**Work instructions**
Copy the data word for word, from the very beginning through the line with "370 151 L 181". Leave the pictures out.

**Records provided**
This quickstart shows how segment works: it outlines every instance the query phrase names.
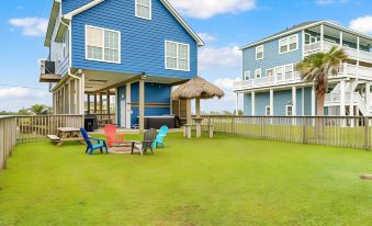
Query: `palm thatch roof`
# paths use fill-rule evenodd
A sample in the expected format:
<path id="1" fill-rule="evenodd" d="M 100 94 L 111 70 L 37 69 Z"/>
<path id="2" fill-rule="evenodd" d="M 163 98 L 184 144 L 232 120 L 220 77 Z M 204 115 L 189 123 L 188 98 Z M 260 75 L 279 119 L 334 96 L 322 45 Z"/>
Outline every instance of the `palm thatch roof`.
<path id="1" fill-rule="evenodd" d="M 172 93 L 172 99 L 212 99 L 214 97 L 222 98 L 224 95 L 224 91 L 215 84 L 201 77 L 195 77 L 174 90 Z"/>

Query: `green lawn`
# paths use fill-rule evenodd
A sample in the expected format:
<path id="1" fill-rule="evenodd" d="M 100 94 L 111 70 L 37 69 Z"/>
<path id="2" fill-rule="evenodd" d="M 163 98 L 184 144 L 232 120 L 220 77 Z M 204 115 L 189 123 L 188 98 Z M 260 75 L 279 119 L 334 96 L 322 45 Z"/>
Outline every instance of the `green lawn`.
<path id="1" fill-rule="evenodd" d="M 372 225 L 370 151 L 181 134 L 156 156 L 83 151 L 19 145 L 0 225 Z"/>

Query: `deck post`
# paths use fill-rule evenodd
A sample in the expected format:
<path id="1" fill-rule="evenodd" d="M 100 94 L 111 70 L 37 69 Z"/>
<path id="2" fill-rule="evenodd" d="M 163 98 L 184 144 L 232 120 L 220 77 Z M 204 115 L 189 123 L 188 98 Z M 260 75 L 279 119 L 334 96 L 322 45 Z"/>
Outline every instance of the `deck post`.
<path id="1" fill-rule="evenodd" d="M 139 133 L 143 133 L 145 131 L 145 79 L 139 79 L 139 103 L 138 103 L 138 110 L 139 110 Z"/>

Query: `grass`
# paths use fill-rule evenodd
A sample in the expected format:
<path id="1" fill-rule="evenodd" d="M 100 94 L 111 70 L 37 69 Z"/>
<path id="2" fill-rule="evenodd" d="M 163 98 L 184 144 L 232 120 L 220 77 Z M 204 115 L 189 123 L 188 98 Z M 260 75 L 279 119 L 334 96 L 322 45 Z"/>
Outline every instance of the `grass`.
<path id="1" fill-rule="evenodd" d="M 19 145 L 0 225 L 372 225 L 370 151 L 180 134 L 156 156 L 83 150 Z"/>

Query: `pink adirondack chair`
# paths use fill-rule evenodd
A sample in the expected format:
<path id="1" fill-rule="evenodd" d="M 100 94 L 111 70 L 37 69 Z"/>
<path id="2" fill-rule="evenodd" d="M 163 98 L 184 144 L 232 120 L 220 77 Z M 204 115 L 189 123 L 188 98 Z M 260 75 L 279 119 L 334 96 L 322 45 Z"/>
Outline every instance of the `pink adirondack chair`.
<path id="1" fill-rule="evenodd" d="M 124 142 L 124 135 L 117 135 L 116 134 L 116 126 L 114 125 L 105 125 L 104 126 L 104 134 L 108 138 L 108 146 L 109 148 L 112 147 L 113 143 L 123 143 Z"/>

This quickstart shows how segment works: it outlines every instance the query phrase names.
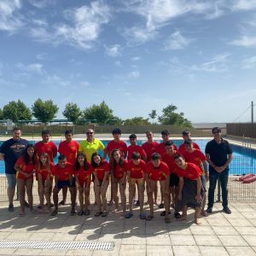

**Answer to this task**
This quickstart shows how segment works: it outlines every instance the query phrase names.
Query: `palm thatch roof`
# paths use fill-rule evenodd
A sample in the expected format:
<path id="1" fill-rule="evenodd" d="M 100 94 L 111 70 L 37 69 Z"/>
<path id="2" fill-rule="evenodd" d="M 163 98 L 184 144 L 232 120 L 220 77 Z M 204 115 L 189 123 L 188 98 Z M 260 75 L 279 119 L 334 96 L 322 45 Z"/>
Outline every instance of the `palm thatch roof`.
<path id="1" fill-rule="evenodd" d="M 172 93 L 172 99 L 212 99 L 214 97 L 222 98 L 224 95 L 224 91 L 215 84 L 201 77 L 195 77 L 174 90 Z"/>

Query: `green lawn`
# paths use fill-rule evenodd
A sample in the expected format:
<path id="1" fill-rule="evenodd" d="M 100 94 L 111 70 L 37 69 Z"/>
<path id="2" fill-rule="evenodd" d="M 163 98 L 184 144 L 232 120 L 220 77 Z M 204 115 L 189 123 L 188 98 Z M 260 75 L 279 119 L 334 96 L 322 45 Z"/>
Outline every instance of the `green lawn`.
<path id="1" fill-rule="evenodd" d="M 372 225 L 370 151 L 181 134 L 156 156 L 83 151 L 19 145 L 0 225 Z"/>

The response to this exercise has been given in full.